Do this | Return the material word for word, beginning at the line that contains "the green tree" and stopping after the last line of the material.

──────────

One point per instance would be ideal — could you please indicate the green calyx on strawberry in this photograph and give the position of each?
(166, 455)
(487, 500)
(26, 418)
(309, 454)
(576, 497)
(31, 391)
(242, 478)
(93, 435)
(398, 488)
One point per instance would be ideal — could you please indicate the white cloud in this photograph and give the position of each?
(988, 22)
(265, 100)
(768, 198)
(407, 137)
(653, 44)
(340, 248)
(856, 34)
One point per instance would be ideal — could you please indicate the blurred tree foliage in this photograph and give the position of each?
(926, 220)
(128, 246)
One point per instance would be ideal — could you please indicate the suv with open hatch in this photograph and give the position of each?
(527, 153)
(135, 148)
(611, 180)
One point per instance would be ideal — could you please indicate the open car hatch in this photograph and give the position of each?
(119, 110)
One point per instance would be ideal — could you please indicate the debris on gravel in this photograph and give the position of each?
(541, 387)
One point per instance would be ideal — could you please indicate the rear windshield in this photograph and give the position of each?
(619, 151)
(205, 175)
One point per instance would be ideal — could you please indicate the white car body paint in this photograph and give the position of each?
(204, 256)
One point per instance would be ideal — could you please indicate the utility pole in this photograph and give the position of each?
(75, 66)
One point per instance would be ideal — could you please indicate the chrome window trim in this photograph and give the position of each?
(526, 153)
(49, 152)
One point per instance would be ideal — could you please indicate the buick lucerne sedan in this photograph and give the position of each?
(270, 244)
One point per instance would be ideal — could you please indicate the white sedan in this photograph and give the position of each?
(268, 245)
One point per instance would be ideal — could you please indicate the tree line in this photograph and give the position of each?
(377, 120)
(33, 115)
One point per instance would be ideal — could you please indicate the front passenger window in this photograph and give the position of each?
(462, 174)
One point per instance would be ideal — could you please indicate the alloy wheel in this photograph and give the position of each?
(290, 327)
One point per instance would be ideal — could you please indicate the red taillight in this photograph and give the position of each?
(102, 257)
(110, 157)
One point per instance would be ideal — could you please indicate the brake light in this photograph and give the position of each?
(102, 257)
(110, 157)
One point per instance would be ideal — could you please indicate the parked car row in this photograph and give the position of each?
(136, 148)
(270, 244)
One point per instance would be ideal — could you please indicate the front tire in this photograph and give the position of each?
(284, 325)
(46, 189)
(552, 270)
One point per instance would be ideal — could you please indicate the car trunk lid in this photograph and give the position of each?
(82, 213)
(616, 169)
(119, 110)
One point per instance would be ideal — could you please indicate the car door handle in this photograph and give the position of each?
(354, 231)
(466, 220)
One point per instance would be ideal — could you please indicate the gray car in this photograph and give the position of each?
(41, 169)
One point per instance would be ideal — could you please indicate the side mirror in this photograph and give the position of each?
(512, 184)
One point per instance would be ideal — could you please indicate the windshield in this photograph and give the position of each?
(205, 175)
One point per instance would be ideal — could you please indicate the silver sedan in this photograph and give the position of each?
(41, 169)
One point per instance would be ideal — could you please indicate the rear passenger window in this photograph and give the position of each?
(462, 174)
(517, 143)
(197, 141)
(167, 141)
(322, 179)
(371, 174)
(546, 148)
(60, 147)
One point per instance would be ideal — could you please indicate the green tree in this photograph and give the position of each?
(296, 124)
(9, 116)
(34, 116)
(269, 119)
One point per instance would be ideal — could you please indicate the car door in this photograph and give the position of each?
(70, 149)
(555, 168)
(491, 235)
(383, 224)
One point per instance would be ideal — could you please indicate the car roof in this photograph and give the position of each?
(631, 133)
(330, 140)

──────────

The solution |
One point per instance would be ideal — could you please indicate the green tree in this photograph and give the position of each?
(296, 124)
(9, 116)
(34, 116)
(269, 119)
One point per instance would be ideal — could you please indicate the car door in this photograph and give the position of each?
(70, 149)
(555, 168)
(491, 235)
(383, 224)
One point per instance would be ideal — could you please indicate the car roof in this photograph and give the position of each?
(631, 133)
(330, 140)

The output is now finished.